*AIM OF THE TASK*. Exact wording is required for every entry; transcribe all of them and leave the images out.

*EXERCISE DATA*.
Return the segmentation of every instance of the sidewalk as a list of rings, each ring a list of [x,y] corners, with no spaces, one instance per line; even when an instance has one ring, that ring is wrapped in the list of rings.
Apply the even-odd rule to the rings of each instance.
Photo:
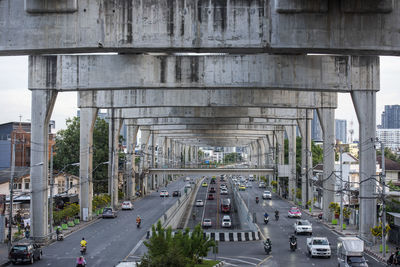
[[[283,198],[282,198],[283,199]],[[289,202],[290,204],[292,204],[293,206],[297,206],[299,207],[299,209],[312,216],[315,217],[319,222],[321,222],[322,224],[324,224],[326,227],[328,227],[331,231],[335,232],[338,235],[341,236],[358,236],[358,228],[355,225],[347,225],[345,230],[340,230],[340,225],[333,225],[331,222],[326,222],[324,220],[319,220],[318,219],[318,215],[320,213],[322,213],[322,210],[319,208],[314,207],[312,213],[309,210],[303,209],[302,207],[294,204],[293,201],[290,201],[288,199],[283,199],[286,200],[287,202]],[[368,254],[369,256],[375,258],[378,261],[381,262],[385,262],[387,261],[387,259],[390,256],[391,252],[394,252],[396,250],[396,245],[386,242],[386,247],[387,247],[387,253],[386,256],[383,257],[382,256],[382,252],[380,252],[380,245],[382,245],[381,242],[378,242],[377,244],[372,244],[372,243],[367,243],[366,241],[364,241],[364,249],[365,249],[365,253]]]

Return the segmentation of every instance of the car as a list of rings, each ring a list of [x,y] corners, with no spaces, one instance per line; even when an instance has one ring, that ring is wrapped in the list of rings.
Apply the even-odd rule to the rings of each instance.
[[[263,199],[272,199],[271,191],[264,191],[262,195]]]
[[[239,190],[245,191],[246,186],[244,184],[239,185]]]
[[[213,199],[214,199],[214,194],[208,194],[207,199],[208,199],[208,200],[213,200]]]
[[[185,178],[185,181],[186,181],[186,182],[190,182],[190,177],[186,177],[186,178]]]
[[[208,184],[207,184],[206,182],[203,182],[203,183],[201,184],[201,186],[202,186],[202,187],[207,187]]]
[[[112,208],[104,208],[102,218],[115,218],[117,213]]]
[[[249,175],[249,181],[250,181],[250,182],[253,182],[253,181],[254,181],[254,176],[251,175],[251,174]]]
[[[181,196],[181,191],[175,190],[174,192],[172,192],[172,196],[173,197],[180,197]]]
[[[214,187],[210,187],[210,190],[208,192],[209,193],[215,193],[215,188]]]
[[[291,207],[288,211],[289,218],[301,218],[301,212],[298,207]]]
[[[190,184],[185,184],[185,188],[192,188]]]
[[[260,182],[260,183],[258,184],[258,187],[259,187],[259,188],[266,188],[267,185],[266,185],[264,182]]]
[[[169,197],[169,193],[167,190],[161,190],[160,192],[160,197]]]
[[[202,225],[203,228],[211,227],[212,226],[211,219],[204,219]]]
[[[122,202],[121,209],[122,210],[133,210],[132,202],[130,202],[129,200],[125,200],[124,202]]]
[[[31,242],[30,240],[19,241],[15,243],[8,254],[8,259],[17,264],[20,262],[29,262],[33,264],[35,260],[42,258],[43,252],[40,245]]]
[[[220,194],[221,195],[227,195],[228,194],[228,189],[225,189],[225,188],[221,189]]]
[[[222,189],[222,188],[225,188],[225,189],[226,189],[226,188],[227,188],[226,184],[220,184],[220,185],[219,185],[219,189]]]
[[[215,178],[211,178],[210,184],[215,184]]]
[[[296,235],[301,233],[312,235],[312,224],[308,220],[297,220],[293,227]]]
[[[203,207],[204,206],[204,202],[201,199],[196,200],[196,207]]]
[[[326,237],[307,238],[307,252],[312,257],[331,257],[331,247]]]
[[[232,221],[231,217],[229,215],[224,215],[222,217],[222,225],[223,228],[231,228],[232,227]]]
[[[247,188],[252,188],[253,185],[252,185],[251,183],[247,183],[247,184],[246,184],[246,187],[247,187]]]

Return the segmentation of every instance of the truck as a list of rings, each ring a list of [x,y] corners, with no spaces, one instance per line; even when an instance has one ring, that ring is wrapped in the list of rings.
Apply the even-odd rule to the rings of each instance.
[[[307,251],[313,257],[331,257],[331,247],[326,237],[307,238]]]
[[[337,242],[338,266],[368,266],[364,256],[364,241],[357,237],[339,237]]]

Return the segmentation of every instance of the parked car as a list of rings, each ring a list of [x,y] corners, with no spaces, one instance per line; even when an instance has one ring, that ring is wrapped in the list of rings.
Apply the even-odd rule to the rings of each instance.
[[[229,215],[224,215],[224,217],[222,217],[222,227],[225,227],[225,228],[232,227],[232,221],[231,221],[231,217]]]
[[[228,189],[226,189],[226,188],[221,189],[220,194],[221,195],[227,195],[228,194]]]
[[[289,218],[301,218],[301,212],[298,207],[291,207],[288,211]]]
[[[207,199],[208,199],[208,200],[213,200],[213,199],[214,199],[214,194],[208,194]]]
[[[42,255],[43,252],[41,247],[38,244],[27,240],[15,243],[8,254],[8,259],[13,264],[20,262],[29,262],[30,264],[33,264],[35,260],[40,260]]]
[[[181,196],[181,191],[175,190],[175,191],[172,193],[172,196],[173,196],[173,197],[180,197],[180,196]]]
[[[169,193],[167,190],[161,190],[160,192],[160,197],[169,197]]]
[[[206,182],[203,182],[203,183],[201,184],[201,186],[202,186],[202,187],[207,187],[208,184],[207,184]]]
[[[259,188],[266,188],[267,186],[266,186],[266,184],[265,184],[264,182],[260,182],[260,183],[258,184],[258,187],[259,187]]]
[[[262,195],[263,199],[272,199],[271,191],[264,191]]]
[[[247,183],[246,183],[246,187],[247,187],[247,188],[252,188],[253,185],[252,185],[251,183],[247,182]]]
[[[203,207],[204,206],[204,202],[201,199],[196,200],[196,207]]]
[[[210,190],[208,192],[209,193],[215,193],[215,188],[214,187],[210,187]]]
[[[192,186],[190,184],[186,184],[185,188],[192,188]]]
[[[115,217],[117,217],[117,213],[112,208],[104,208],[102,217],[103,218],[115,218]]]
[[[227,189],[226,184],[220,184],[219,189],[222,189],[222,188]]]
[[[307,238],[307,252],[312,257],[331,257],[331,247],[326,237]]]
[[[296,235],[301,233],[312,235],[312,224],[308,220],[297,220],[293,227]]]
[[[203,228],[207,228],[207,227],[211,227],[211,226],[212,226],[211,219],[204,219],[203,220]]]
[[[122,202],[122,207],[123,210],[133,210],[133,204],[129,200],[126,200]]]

*TASK SOLUTION*.
Return the segmentation of every instance of the sidewalk as a list of rings, each ring a list of [x,y] corners, with no spaces, one instance per line; even when an instance has one ring, that ring is wrapped in the list of rings.
Apply the even-odd rule to the rings of each instance.
Photo:
[[[283,198],[282,198],[283,199]],[[289,202],[290,204],[292,204],[293,206],[297,206],[299,207],[299,209],[312,216],[315,217],[319,222],[321,222],[322,224],[324,224],[326,227],[328,227],[331,231],[335,232],[338,235],[341,236],[358,236],[358,228],[355,225],[347,225],[345,230],[340,230],[340,225],[333,225],[331,222],[326,222],[324,220],[319,220],[318,219],[318,215],[320,213],[322,213],[322,210],[319,208],[314,207],[312,213],[309,210],[303,209],[302,207],[294,204],[293,201],[290,201],[288,199],[283,199],[286,200],[287,202]],[[368,254],[369,256],[375,258],[378,261],[381,262],[385,262],[387,261],[387,259],[390,256],[391,252],[394,252],[396,250],[396,245],[386,242],[386,247],[387,247],[387,253],[386,256],[383,257],[382,256],[382,252],[380,252],[380,245],[382,245],[381,242],[378,242],[377,244],[372,244],[372,243],[367,243],[366,241],[364,241],[364,249],[365,249],[365,253]]]

Return the segmentation of every instance of the car as a list of rings, each ring a list of [x,y] corners, with no spaces, one instance per line; even when an instance has one ring, that ring is wrapped in the list of rings.
Apply the even-odd rule to the rings of each instance.
[[[263,199],[272,199],[271,191],[264,191],[262,195]]]
[[[239,190],[245,191],[246,186],[244,184],[239,185]]]
[[[213,199],[214,199],[214,194],[208,194],[207,199],[208,199],[208,200],[213,200]]]
[[[185,178],[185,181],[186,181],[186,182],[190,182],[190,177],[186,177],[186,178]]]
[[[208,184],[207,184],[206,182],[203,182],[203,183],[201,184],[201,186],[202,186],[202,187],[207,187]]]
[[[112,208],[104,208],[102,218],[115,218],[117,213]]]
[[[249,175],[249,181],[250,181],[250,182],[253,182],[253,181],[254,181],[254,176],[251,175],[251,174]]]
[[[181,196],[181,191],[175,190],[174,192],[172,192],[172,196],[173,197],[180,197]]]
[[[214,187],[210,187],[210,190],[208,192],[209,193],[215,193],[215,188]]]
[[[291,207],[288,211],[289,218],[301,218],[301,212],[298,207]]]
[[[190,184],[185,184],[185,188],[192,188]]]
[[[260,182],[260,183],[258,184],[258,187],[259,187],[259,188],[266,188],[267,185],[266,185],[264,182]]]
[[[169,197],[169,193],[167,190],[161,190],[160,192],[160,197]]]
[[[202,225],[203,228],[211,227],[212,226],[211,219],[204,219]]]
[[[122,202],[121,209],[122,210],[133,210],[132,202],[130,202],[129,200],[125,200],[124,202]]]
[[[31,242],[30,240],[19,241],[15,243],[8,254],[8,259],[17,264],[20,262],[29,262],[33,264],[35,260],[42,258],[43,252],[40,245]]]
[[[220,194],[221,195],[227,195],[228,194],[228,189],[225,189],[225,188],[221,189]]]
[[[222,189],[222,188],[225,188],[225,189],[226,189],[226,188],[227,188],[226,184],[220,184],[220,185],[219,185],[219,189]]]
[[[215,178],[211,178],[210,184],[215,184]]]
[[[296,235],[301,233],[312,235],[312,224],[308,220],[297,220],[293,227]]]
[[[203,207],[204,206],[204,202],[201,199],[196,200],[196,207]]]
[[[326,237],[307,238],[307,252],[312,257],[331,257],[331,247]]]
[[[232,221],[231,217],[229,215],[224,215],[222,217],[222,225],[223,228],[231,228],[232,227]]]
[[[247,188],[252,188],[253,185],[252,185],[251,183],[247,183],[247,184],[246,184],[246,187],[247,187]]]

Return the segmentation of every instance of the truck as a list of rings, each ring a list of [x,y] corners, with no spaces, one instance per line; even when an instance has one ring, that ring is wrapped in the list of rings.
Apply the even-odd rule to the rings of each instance.
[[[307,251],[313,257],[331,257],[331,247],[326,237],[307,238]]]
[[[337,242],[338,266],[368,266],[364,256],[364,241],[357,237],[339,237]]]

Return the segmentation of every instance of the parked car as a list of rings, each ring a list of [x,y] corners, with no spaces, one instance per line; even when an instance has one ring, that ring is wrapped in the list of rings.
Apply the even-odd rule to the rings of each instance.
[[[229,215],[224,215],[224,217],[222,217],[222,227],[225,227],[225,228],[232,227],[232,221],[231,221],[231,217]]]
[[[228,189],[226,189],[226,188],[221,189],[220,194],[221,195],[227,195],[228,194]]]
[[[289,218],[301,218],[301,212],[298,207],[291,207],[288,211]]]
[[[207,199],[208,199],[208,200],[213,200],[213,199],[214,199],[214,194],[208,194]]]
[[[42,255],[43,252],[41,247],[38,244],[27,240],[15,243],[8,254],[8,259],[13,264],[20,262],[29,262],[30,264],[33,264],[35,260],[40,260]]]
[[[181,196],[181,191],[175,190],[175,191],[172,193],[172,196],[173,196],[173,197],[180,197],[180,196]]]
[[[169,193],[167,190],[161,190],[160,192],[160,197],[169,197]]]
[[[206,182],[203,182],[203,183],[201,184],[201,186],[202,186],[202,187],[207,187],[208,184],[207,184]]]
[[[259,188],[266,188],[267,186],[266,186],[266,184],[265,184],[264,182],[260,182],[260,183],[258,184],[258,187],[259,187]]]
[[[262,195],[263,199],[272,199],[271,191],[264,191]]]
[[[247,183],[246,183],[246,187],[247,187],[247,188],[252,188],[253,185],[252,185],[251,183],[247,182]]]
[[[203,207],[204,206],[204,202],[201,199],[196,200],[196,207]]]
[[[210,190],[208,192],[209,193],[215,193],[215,188],[214,187],[210,187]]]
[[[192,186],[190,184],[186,184],[185,188],[192,188]]]
[[[115,217],[117,217],[117,213],[112,208],[104,208],[102,217],[103,218],[115,218]]]
[[[227,189],[226,184],[220,184],[219,189],[222,189],[222,188]]]
[[[307,238],[307,252],[312,257],[331,257],[331,247],[326,237]]]
[[[296,235],[301,233],[312,235],[312,224],[308,220],[297,220],[293,227]]]
[[[203,228],[207,228],[207,227],[211,227],[211,226],[212,226],[211,219],[204,219],[203,220]]]
[[[122,202],[122,207],[123,210],[133,210],[133,204],[129,200],[126,200]]]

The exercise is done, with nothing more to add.